** Opening Source text block **

The work of these women was to anoint those approaching death and to prepare the way for the soul to soar. The sacred oil would realign people with their true soul essence, and carry them to 'other side'. The Myrrhophore would hold a vigil (usually three days) whilst praying and uttering the intonation of the oil. The combination of softly spoken voice and perfume healed the wounds in the soul caused by events not only in this life but also in the past.
This myrrh-bearing tradition has its earthly roots in the ancient temples of Egypt and is still kept alive by a few practitioners today. However, the oil itself is the High Priestess and gateway to the inner temple. Mary Magdalene was a Myrrhophore. Isis was a Myrrhophore. Cleopatra, Hatshepsut..., the names are many, and the tradition is one.
The myrrhophore not only works with dis “ease” in the spirit and soul but also the disharmony within the environment. She tunes in to the subtle discordance and acknowledges its unrest. Turning to the oils, and its pure expression of the Divine, she offers herself as a bridge bringing the gift of wholeness and healing.

** Closing Source text block **
** Opening Dataset records block **

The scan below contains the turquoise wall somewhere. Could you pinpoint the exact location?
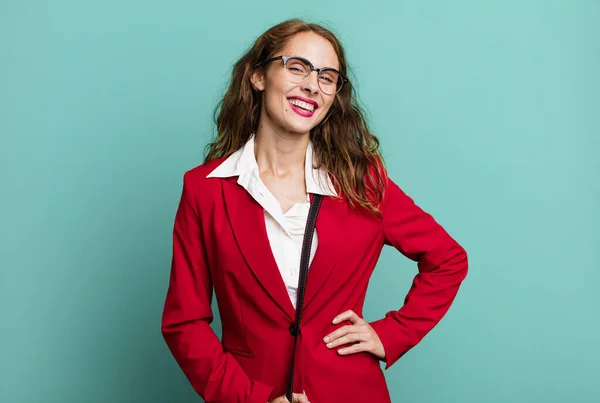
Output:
[0,0,600,403]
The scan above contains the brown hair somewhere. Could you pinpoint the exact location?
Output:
[204,19,387,215]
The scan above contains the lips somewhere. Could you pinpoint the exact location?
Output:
[288,97,319,117]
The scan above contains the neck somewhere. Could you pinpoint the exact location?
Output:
[254,127,309,177]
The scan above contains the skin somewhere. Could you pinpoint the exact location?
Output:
[251,32,385,403]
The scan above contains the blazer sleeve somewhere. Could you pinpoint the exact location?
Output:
[371,178,468,369]
[161,171,273,403]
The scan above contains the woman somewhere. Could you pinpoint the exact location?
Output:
[162,20,467,403]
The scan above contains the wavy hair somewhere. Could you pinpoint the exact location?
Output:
[204,19,387,216]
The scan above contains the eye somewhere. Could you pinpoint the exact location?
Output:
[319,76,335,84]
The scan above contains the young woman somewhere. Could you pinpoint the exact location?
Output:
[162,20,467,403]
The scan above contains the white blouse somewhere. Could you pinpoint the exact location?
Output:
[207,135,337,308]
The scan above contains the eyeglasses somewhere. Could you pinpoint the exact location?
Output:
[265,56,348,95]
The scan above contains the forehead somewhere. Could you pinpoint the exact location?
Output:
[281,32,340,69]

** Closing Dataset records block **

Exercise requirements:
Reproduce the passage on the Myrrhophore word for word, starting at "The work of" and ending at "in the past.".

Response to this task:
The work of these women was to anoint those approaching death and to prepare the way for the soul to soar. The sacred oil would realign people with their true soul essence, and carry them to 'other side'. The Myrrhophore would hold a vigil (usually three days) whilst praying and uttering the intonation of the oil. The combination of softly spoken voice and perfume healed the wounds in the soul caused by events not only in this life but also in the past.